### Rows

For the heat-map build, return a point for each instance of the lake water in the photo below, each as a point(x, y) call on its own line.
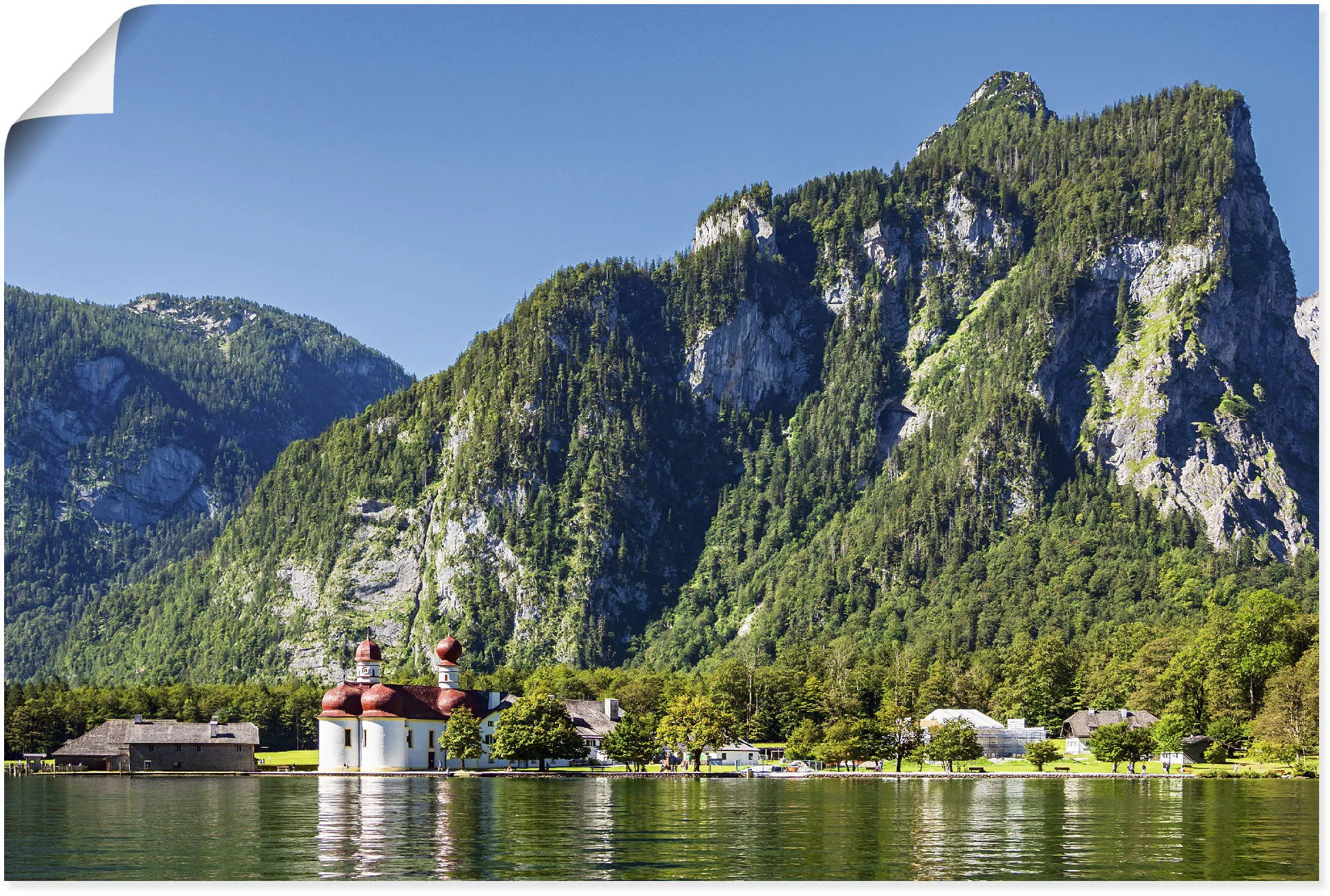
point(676, 828)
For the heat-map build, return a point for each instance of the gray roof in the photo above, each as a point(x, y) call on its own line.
point(113, 737)
point(1083, 724)
point(590, 718)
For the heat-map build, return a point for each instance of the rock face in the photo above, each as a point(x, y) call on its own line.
point(165, 482)
point(750, 358)
point(1208, 399)
point(745, 216)
point(165, 411)
point(1307, 321)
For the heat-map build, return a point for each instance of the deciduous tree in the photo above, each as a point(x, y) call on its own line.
point(538, 727)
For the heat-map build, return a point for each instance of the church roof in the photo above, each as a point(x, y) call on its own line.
point(410, 701)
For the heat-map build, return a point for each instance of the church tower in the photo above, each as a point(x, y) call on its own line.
point(450, 676)
point(369, 664)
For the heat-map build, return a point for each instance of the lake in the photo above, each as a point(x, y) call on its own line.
point(168, 828)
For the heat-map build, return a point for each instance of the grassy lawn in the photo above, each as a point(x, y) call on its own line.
point(302, 759)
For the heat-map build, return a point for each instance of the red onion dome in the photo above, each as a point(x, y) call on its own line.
point(448, 649)
point(381, 700)
point(450, 700)
point(344, 700)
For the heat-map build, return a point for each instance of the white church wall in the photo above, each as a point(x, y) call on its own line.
point(383, 745)
point(334, 755)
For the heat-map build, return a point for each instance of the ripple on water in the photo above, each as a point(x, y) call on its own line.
point(673, 828)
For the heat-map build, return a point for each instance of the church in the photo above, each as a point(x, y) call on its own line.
point(370, 726)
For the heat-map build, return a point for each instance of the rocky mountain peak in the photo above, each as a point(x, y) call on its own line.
point(208, 316)
point(1009, 90)
point(1014, 91)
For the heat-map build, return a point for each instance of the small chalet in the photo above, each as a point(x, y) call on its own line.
point(736, 750)
point(1081, 726)
point(593, 720)
point(163, 745)
point(1191, 751)
point(995, 739)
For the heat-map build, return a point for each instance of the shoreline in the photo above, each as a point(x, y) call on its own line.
point(666, 775)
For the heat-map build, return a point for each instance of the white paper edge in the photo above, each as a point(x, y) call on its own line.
point(87, 88)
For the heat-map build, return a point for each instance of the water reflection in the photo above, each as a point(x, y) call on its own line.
point(672, 828)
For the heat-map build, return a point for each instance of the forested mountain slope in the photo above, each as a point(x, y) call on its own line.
point(132, 434)
point(1043, 379)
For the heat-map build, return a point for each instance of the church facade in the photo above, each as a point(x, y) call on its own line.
point(368, 725)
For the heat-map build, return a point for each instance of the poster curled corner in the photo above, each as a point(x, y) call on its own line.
point(87, 88)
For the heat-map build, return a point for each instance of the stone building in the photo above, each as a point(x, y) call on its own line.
point(163, 745)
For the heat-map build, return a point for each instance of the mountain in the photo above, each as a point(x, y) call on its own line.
point(133, 434)
point(1048, 377)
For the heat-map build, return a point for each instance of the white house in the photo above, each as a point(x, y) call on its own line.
point(737, 750)
point(370, 726)
point(995, 738)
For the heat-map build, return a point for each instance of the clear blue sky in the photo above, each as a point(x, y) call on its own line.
point(409, 173)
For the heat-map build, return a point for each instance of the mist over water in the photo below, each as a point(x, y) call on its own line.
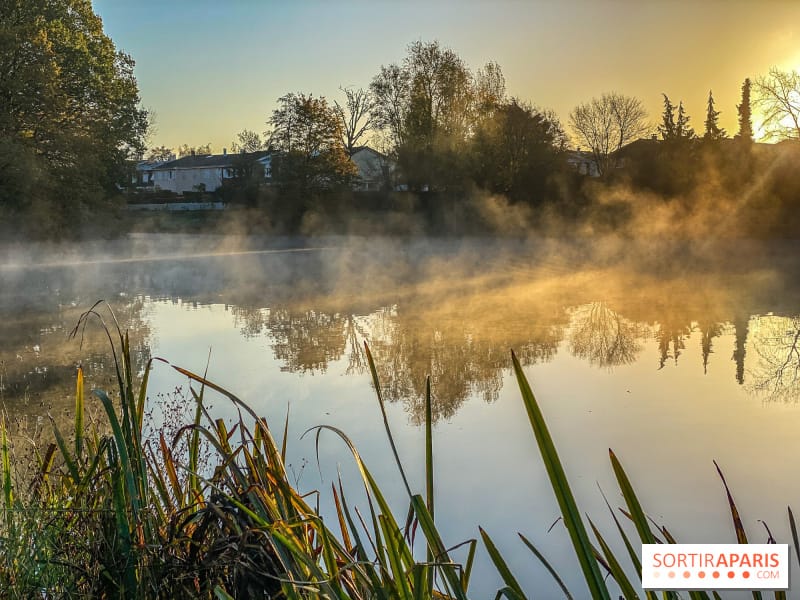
point(626, 340)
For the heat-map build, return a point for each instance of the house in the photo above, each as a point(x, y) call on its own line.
point(203, 173)
point(375, 170)
point(583, 163)
point(142, 174)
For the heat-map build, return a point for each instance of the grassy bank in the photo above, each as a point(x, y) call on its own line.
point(209, 512)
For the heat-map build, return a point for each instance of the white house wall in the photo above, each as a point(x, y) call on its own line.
point(189, 180)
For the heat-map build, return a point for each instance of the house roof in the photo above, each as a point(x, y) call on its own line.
point(207, 161)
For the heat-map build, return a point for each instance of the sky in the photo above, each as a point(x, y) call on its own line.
point(209, 69)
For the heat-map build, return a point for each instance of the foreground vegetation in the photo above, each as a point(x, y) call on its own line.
point(110, 512)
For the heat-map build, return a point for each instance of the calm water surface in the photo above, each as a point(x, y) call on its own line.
point(672, 353)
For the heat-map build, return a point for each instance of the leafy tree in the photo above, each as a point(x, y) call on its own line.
point(490, 89)
point(426, 107)
point(607, 123)
point(356, 116)
point(745, 118)
point(713, 130)
point(778, 97)
point(247, 141)
point(69, 105)
point(516, 150)
point(306, 133)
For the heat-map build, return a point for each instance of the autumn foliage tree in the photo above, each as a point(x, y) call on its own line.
point(515, 150)
point(69, 112)
point(306, 136)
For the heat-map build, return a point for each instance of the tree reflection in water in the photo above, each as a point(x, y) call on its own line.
point(774, 367)
point(604, 337)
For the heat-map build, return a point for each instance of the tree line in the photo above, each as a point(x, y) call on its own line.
point(71, 123)
point(450, 130)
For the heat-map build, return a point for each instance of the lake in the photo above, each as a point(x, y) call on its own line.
point(674, 353)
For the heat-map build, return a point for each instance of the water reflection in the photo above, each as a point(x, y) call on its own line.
point(448, 309)
point(774, 368)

######

* _To be done_:
Output every row above verbatim, omitting the pictures.

* _Answer to this task_:
For the heat-map build, return a point for each instance of the lake water in the photo below, each as a point(x, y) call on its own line.
point(676, 828)
For the heat-map build, return a point for each instance of the gray roof in the photo above, each as a point(x, y) call on its own line.
point(113, 737)
point(1083, 724)
point(590, 718)
For the heat-map build, return a point for each instance of the rock face in the photo above, each as a point(x, y) call on its own line.
point(165, 482)
point(750, 358)
point(1208, 399)
point(745, 216)
point(165, 411)
point(1307, 321)
For the heat-map build, return a point for each instance of the deciduous tree in the photo above, each as a point(x, y) call on its own line.
point(538, 727)
For the heat-map build, return a point for each instance of the church roof in the photo above, each as a point(x, y) call on its own line.
point(410, 701)
For the heat-map build, return a point for each instance of the church tower in the photo above, each as a point(x, y) call on its own line.
point(450, 676)
point(369, 664)
For the heat-map build, return a point for each instance of the lake in the photo above, each as a point(x, y) call on its own line.
point(168, 828)
For the heat-map build, return a point for each instance of the grassy lawn in the photo above, each as a point(x, y) call on its own line.
point(302, 759)
For the heat-map build, return a point for each instance of the red onion dome in the photo above, each as a point(x, y) call on its own line.
point(448, 649)
point(381, 700)
point(450, 700)
point(344, 700)
For the heat-map build, return a point for each instance of the white church wall in the photo above, each as a point(x, y) call on its own line.
point(383, 745)
point(334, 755)
For the heat-map build, return a point for each instance of the ripple on water in the photo above, each as a point(x, y) call on its own line.
point(673, 828)
For the heat-map build, return a point for each instance of the church in the photo above, each as a point(x, y) call on its own line.
point(370, 726)
For the heat-map build, return a point for each instance of the rocky mountain peak in the photo above, each as a point(x, y) call on its own line.
point(208, 316)
point(1009, 90)
point(1014, 91)
For the heat-map build, return a point for each instance of the small chalet in the photo above, each as a point(x, y) call on its own line.
point(736, 750)
point(1081, 726)
point(593, 720)
point(163, 745)
point(1191, 751)
point(995, 739)
For the heat-map build, return a point for each instance of the shoreline in the photo above, each as a point(x, y) call on its own line.
point(666, 775)
For the heat-map build, return a point for each instance of the white paper edge in the photo above, each as a point(x, y) call on its own line.
point(87, 88)
For the heat-map build, return a point for each instance of the water reflection in the photo above, each as a point(x, y) call on its own line.
point(672, 828)
For the heat-map build, return a point for each instance of the forested mountain slope in the photo above, each as a point(x, y) call on its own line.
point(132, 434)
point(1043, 379)
For the heat-map build, return a point for each instance of the church facade in the photo above, each as a point(x, y) call on its own line.
point(368, 725)
For the heat-map build, return a point for each instance of the poster curled corner in the photo above, each as a point(x, y) call on its own line.
point(87, 88)
For the heat-map build, return a point for each instance of the stone building in the photo above, each as a point(x, y) call on its own line.
point(163, 745)
For the heat-map build, return a point for each instance of the mountain in the photo above, each as a point(x, y) call on its own line.
point(133, 434)
point(1048, 377)
For the heat-map build, return a point for each instance of the white house in the photo above, each as a point(x, y) call on its own line.
point(737, 750)
point(370, 726)
point(995, 738)
For the heat-map build, return a point for each instance of the clear blue sky in the photo above, each as a point(x, y) call on its own line.
point(409, 173)
For the heat-map build, return a point for each instance of the mist over water in the photo below, each as a point(x, y) call on its own line.
point(626, 340)
For the heat-map build, return a point for each instance of the house in the photo above, each as a point(x, y) call on its own line.
point(203, 173)
point(375, 170)
point(583, 163)
point(142, 174)
For the heat-map build, return a point for each instance of the grassy bank in the photo above, each as a point(x, y) call on its own line.
point(209, 512)
For the heat-map build, return a point for each instance of the white house wall in the photo above, each as a point(x, y) call on its own line.
point(189, 180)
For the heat-map build, return a point for each instance of the house roof in the photo above, each as a point(x, y) call on its own line.
point(207, 161)
For the heat-map build, return a point for each instance of the sky in the photo above, each as a point(x, y) call on its own line.
point(209, 69)
For the heat-map build, return a point for each instance of the foreground vegetation in the photo above, each as a point(x, y) call on its own line.
point(110, 512)
For the heat-map build, return a point for each instance of the calm water surface in the photo above, each as a point(x, y) call on its own line.
point(672, 353)
For the heat-map build, return a point for each instance of the leafy tree in the photo above, each as a point(x, y) call on its own line.
point(490, 89)
point(426, 107)
point(607, 123)
point(356, 116)
point(745, 118)
point(713, 130)
point(778, 97)
point(247, 141)
point(69, 105)
point(516, 150)
point(306, 133)
For the heat-map build, return a point for each instance of the autumn foliage tree in the photo above, each as a point(x, y) call on its own line.
point(515, 150)
point(69, 112)
point(306, 136)
For the heat-map build, return a point for each instance of the tree reflection in water in the photo above, each as a point(x, y) call on its own line.
point(774, 367)
point(604, 337)
For the heat-map build, return a point for each instance of the tree line in the photo above, each as a point(x, y) call on its own line.
point(71, 123)
point(450, 130)
For the heat-map build, return a point for each instance of the lake in the photo above, each as a point(x, y) call on its own line.
point(674, 353)
For the heat-map build, return a point for each instance of the water reflection in the photo above, each as a point(x, y) call on its own line.
point(448, 309)
point(774, 368)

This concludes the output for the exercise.